• _SUPPLIED TEXT_:
#####

Brooklyn textile artist Elodie Blanchard allows the properties of disparate textiles to dictate the shapes of her objects. Drawing inspiration from her studio’s proximity to Greenwood cemetery, Blanchard’s Urns riff on vessel form and function; they are structurally sound, but riotously bulbous and idiosyncratic. To make her Trees, Blanchard combines meaningful textiles — old clothing and domestic textiles associated with specific people in her life.

Kentucky-based artist and textile-scholar Crystal Gregory combines weaving and cement. Her objects embody questions of pliability, strength, and permanence. In these works, it is the hand-woven textile that gives the object strength, a foil for the unexpected fragility of the quick-to-crumble cement.

Melissa Dadourian feeds thread into a knitting machine and combines the disparate pieces in sewn arrangements that take their shape from the specific and exact flexibility and strength of each individual panel. Suspended from T-pins an inch from the wall, the works straddle the space between garment, body, sail, and structure. Dadourian has also made a site-specific, large-scale work for the show that combines textiles, both found and made, into an arrangement that feels immersive and suspended in a moment of poetic cohesion. Melissa’s studio is in the Hudson Valley and she splits her time between there and Brooklyn.

Oklahoma-based installation artist Rachel B. Hayes uses fabrics and textile-based processes to create large-scale work. She is interested in inserting color and form into built and natural environments. For Soft Structures, Hayes has created a new piece titled In Tempo and in Temper (from an EB White Essay on the character of New York City.) This diaphanous gridded textile, made from silk and acetate, engages the exterior light of White Street to cast color across the gallery foyer.

Hanna Washburn combines found and vintage textiles, bits of vintage furniture, and hand-built ceramics to create rambunctious forms that occupy an imaginative space between abstraction and figuration. In this practice, she is able to reconsider the domestic modesty of her Massachusetts upbringing and reimagine domestic objects as unruly, colorful, and unexpected. Hanna lives and works in the Hudson Valley.

Zipporah Camille Thompson is a ceramist, weaver, sculptor, and activist based in Atlanta, GA and New York City. A native Carolinian, Thompson draws inspiration from the haunted landscapes of the American South. Through neon hues and iridescent materials, she channels healing energy and protective magic—not only for the fluid elemental bodies she depicts, but also for the bodies of Black and Indigenous women. With woven warp and weft, knotted net-works of interlaced ribbon, and light and shadow, Thompson highlights chaos and transformation, chance, and magic.

#####

• _STATED GOAL A_:
Write out the passage on textile artists, starting at "Hanna Washburn combines" and ending at "the Hudson Valley.".

#####

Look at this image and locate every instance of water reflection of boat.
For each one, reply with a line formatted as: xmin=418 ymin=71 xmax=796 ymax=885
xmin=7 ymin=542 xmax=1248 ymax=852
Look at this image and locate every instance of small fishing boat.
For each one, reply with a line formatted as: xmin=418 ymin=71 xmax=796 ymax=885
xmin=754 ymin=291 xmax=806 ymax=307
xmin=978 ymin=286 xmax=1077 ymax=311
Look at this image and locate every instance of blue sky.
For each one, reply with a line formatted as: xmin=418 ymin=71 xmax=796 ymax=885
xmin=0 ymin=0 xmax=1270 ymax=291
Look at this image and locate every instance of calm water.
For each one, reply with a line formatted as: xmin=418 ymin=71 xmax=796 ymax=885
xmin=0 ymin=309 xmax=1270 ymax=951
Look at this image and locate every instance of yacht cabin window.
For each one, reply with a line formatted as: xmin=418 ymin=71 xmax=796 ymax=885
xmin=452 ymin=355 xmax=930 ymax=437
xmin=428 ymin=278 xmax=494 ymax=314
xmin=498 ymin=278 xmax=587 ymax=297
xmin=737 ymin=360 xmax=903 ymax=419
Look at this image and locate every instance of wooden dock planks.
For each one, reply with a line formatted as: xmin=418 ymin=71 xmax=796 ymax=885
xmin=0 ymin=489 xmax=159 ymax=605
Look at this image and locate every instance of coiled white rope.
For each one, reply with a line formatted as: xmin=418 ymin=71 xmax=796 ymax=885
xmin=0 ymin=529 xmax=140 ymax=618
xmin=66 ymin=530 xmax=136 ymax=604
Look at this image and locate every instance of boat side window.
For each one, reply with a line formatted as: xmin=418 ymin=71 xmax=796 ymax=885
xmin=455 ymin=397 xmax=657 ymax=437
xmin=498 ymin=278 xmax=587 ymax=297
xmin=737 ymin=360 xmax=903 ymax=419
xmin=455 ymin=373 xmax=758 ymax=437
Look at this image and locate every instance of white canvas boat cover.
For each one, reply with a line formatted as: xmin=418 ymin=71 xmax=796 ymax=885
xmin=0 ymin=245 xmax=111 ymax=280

#####

• _STATED GOAL B_:
Edit the listing's lines starting at the line that contains "Look at this image and locate every instance of small" and ending at the line that contains "xmin=978 ymin=286 xmax=1077 ymax=311", replacing "fishing" with "sailing" and leaving all else unchanged. Give back only those lines.

• _TASK SOLUTION A_:
Hanna Washburn combines found and vintage textiles, bits of vintage furniture, and hand-built ceramics to create rambunctious forms that occupy an imaginative space between abstraction and figuration. In this practice, she is able to reconsider the domestic modesty of her Massachusetts upbringing and reimagine domestic objects as unruly, colorful, and unexpected. Hanna lives and works in the Hudson Valley.

• _TASK SOLUTION B_:
Look at this image and locate every instance of small sailing boat.
For each one, reply with a line formatted as: xmin=418 ymin=71 xmax=796 ymax=885
xmin=754 ymin=291 xmax=806 ymax=307
xmin=978 ymin=286 xmax=1077 ymax=311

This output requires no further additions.